▸ OBJECTIVE:
Give again, word for word, the part of the Glory film score review starting with "Four of Zwick’s" and going on through "them are great.".

- Composed by James Horner
- Virgin / 43m
By far Ed Zwick’s best film, Glory is a moving film following the African American 54th Regiment during the American Civil War. Matthew Broderick (who is not now, nor was in 1989, African American) plays the commanding officer Colonel Shaw with an excellent cast also including Denzel Washington, Morgan Freeman, Cary Elwes and Alan North (replaced by George Kennedy in the various sequels).
Four of Zwick’s movies were scored by James Horner and two of them produced genuine masterpieces of film music – Legends of the Fall and this. Thematically it is fairly straightforward – there are three main themes used throughout, two of them blatantly lifted from very famous earlier works – all of them are great.
The first we hear is at the very start of the opening piece “A Call to Arms” – ironically this one sounds like it’s an actual old Civil War song but as far as I know it is a Horner original. It’s often heard by trumpets, but here in its opening guise it is given vocals (sung by the Harlem Boys’ Choir); quickly it segues into the score’s main theme, which is as utterly, ravishingly beautiful as it was when Sergei Prokofiev wrote it for Ivan the Terrible. But that is what it is – any fan of James Horner will have come to terms with such things a long time ago, so I won’t labour the point. Almost always, he managed to make such lifts sound like his own music and make them fit seamlessly into the broader film score, and that is certainly the case here. It really is an incredible piece of music, whether heard in its wordless choral form as initially (and in the moving second piece, “After Antietam”) or in a more chaotic action setting, as in the second half of “A Call to Arms”, with the cacophony of brass, bells and snares running behind it somehow serving to only accentuate its beauty.

▸ GIVEN ENTRIES:
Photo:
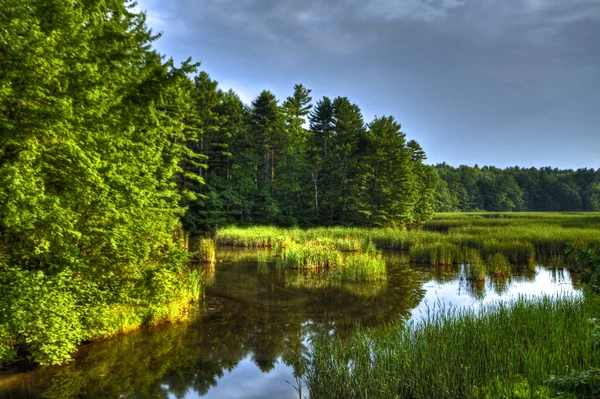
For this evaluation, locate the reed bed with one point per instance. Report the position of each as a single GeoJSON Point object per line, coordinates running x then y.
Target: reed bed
{"type": "Point", "coordinates": [350, 266]}
{"type": "Point", "coordinates": [497, 265]}
{"type": "Point", "coordinates": [521, 238]}
{"type": "Point", "coordinates": [506, 350]}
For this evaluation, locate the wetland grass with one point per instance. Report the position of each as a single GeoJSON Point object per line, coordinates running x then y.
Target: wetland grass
{"type": "Point", "coordinates": [506, 350]}
{"type": "Point", "coordinates": [350, 266]}
{"type": "Point", "coordinates": [521, 238]}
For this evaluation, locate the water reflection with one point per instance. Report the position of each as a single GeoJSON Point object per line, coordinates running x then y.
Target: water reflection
{"type": "Point", "coordinates": [256, 324]}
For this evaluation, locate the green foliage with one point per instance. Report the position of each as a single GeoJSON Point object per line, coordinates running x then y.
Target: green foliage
{"type": "Point", "coordinates": [94, 168]}
{"type": "Point", "coordinates": [506, 350]}
{"type": "Point", "coordinates": [517, 189]}
{"type": "Point", "coordinates": [587, 258]}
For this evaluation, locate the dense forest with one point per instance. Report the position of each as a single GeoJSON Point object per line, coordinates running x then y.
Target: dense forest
{"type": "Point", "coordinates": [266, 166]}
{"type": "Point", "coordinates": [517, 189]}
{"type": "Point", "coordinates": [111, 156]}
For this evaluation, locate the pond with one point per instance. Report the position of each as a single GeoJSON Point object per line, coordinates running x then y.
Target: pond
{"type": "Point", "coordinates": [255, 325]}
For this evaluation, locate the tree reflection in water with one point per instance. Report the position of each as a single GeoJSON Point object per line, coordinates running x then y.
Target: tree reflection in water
{"type": "Point", "coordinates": [252, 311]}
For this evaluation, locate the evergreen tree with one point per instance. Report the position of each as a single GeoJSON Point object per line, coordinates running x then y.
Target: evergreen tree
{"type": "Point", "coordinates": [389, 176]}
{"type": "Point", "coordinates": [267, 127]}
{"type": "Point", "coordinates": [293, 180]}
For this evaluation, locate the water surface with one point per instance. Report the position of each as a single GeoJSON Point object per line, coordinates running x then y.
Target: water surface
{"type": "Point", "coordinates": [255, 326]}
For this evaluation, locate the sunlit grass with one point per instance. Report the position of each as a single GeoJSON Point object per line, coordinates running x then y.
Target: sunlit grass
{"type": "Point", "coordinates": [507, 350]}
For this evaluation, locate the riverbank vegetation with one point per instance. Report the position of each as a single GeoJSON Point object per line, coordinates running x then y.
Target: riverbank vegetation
{"type": "Point", "coordinates": [494, 239]}
{"type": "Point", "coordinates": [505, 350]}
{"type": "Point", "coordinates": [112, 158]}
{"type": "Point", "coordinates": [525, 348]}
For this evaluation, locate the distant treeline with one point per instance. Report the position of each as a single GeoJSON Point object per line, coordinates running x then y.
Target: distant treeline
{"type": "Point", "coordinates": [517, 189]}
{"type": "Point", "coordinates": [292, 163]}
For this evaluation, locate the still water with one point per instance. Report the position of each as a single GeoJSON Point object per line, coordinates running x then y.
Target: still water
{"type": "Point", "coordinates": [255, 326]}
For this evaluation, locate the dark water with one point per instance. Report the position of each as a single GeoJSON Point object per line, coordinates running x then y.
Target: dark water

▸ SOLVED EXERCISE:
Four of Zwick’s movies were scored by James Horner and two of them produced genuine masterpieces of film music – Legends of the Fall and this. Thematically it is fairly straightforward – there are three main themes used throughout, two of them blatantly lifted from very famous earlier works – all of them are great.